# Partes del ejercicio
1 – Según el texto sobre Luis Pavón, ¿en qué país había fallecido Bola de Nieve?
2 – Prosigue el texto sobre Luis Pavón a partir de su última oración.

# Texto proporcionado
En una antología preparada por Luis Suardíaz, David Chericián y Eduardo López Morales, puede encontrarse su rostro, emparedado entre versos de Roberto Fernández Retamar y José Martínez Matos, en el mismo tomo donde algunas de sus víctimas eran devueltas a la luz como parte de una generación que en realidad no fue nunca tal.
Recuerdo otra foto suya, en la cual aparece junto a Alfredo Guevara en el entierro de Bola de Nieve, que había fallecido repentinamente en México. Era 1971 y Pavón empezaba a disfrutar de su poder ante el CNC. Funcionario y enterrador, debió haber sentido un alivio profundo ante el cadáver del escandaloso piano man. Uno menos, se habrá dicho, al frente de aquel cortejo literalmente fúnebre.
Hablé con Luis Pavón Tamayo, según creo recordar, solamente una vez. Por teléfono. Había dictado ya mi conferencia, y con los materiales que la alimentaron, me di cuenta de que tenía que ir aún más profundo en el tema. Un libro, me dije, hay en todo esto, y aún estoy dándole vueltas a esos testimonios de quienes sintieron la grisura de aquella época en carne propia. Quise, sin embargo, escuchar tantas voces como me fuera posible antes de entrar en semejante empresa. Y así como hablé y entrevisté a Ramiro Guerra, Ingrid González, Antón Arrufat, Armando Suárez del Villar, José Milián, Iván Tenorio y muchos otros, me pregunté qué podría contarme Luis Pavón acerca de ese tiempo.

# Datos proporcionados
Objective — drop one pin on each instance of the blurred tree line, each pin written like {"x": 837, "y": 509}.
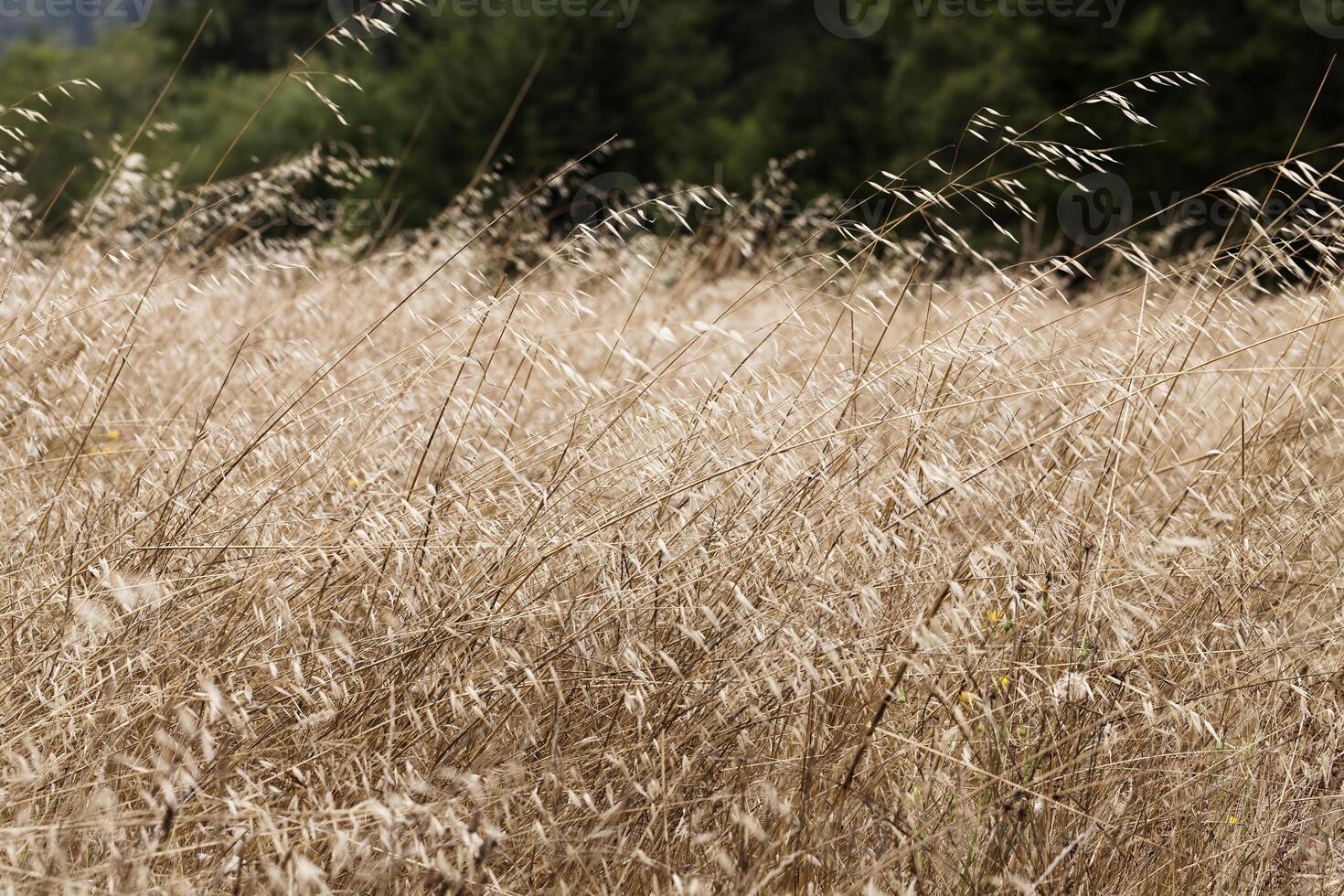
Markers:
{"x": 707, "y": 91}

# Resultados
1 – En México.

2 –
Procuré su número, lo llamé. Ya le habían advertido. Repitió a través del cable la pantomima que el programa de televisión quiso hacernos creer. Apeló a su vejez, a su enfermedad, para negarse delicadamente a una entrevista. No iba, como sí hizo Julio Dávalos, a revelarme otras aristas del asunto. Acaso, mientras hablábamos, se habrá encogido en su sillón, para simular con mayor credibilidad el papel del anciano mártir. Un viejo pánico, como aquellos que Virgilio Piñera imaginó en una obra que presagiaba el silencio y el terror de sus días finales.
No hubo pues entrevista. No creo que hubiera sacado mucho de ella. Pero a fuerza de ser justos, sentí que tenía al menos que intentarlo. Desaparecen archivos, se soplan las cenizas, se borran diarios y páginas que otros dictan desde el reverso opaco de los espejos que vieron lo que no quisiéramos tal vez saber, y así se va desmantelando cierto costado de la Historia. Mueren algunos personajes de esta otra obra, y con ellos algún matiz, un claroscuro, un índice de verdad, así sea corrompida, se nos escapa en el empeño de reconstruir las claves de un error. Qué me hubiera revelado ante la noticia que me empuja estas líneas, por ejemplo, el mismísimo Suárez del Villar, desaparecido ya hace casi un año. Para imaginar esa respuesta, seguiré persistiendo en los capítulos de mi libro.
Murió Luis Pavón, y La Habana lo despide con un golpe de llovizna. A estas alturas, no encuentro en la prensa nacional noticia de su deceso. Me gustará ver si se le recuerda y cómo. De qué manera a una persona que no tenía ya ni peso, ni obra, ni nombre, se le dice adiós. Alguno de sus viejos colegas: esos otros comisarios grises y mal sobrevivientes, midiendo el tiempo que pueda quedarle en este mundo a partir de la desaparición de quien fuera un soldado tan enérgico en el cumplimiento de su fatal misión, tal vez le dedique un instante de silencio. Probablemente menos de un minuto: el tiempo que en la lluvia media entre uno y otro relámpago.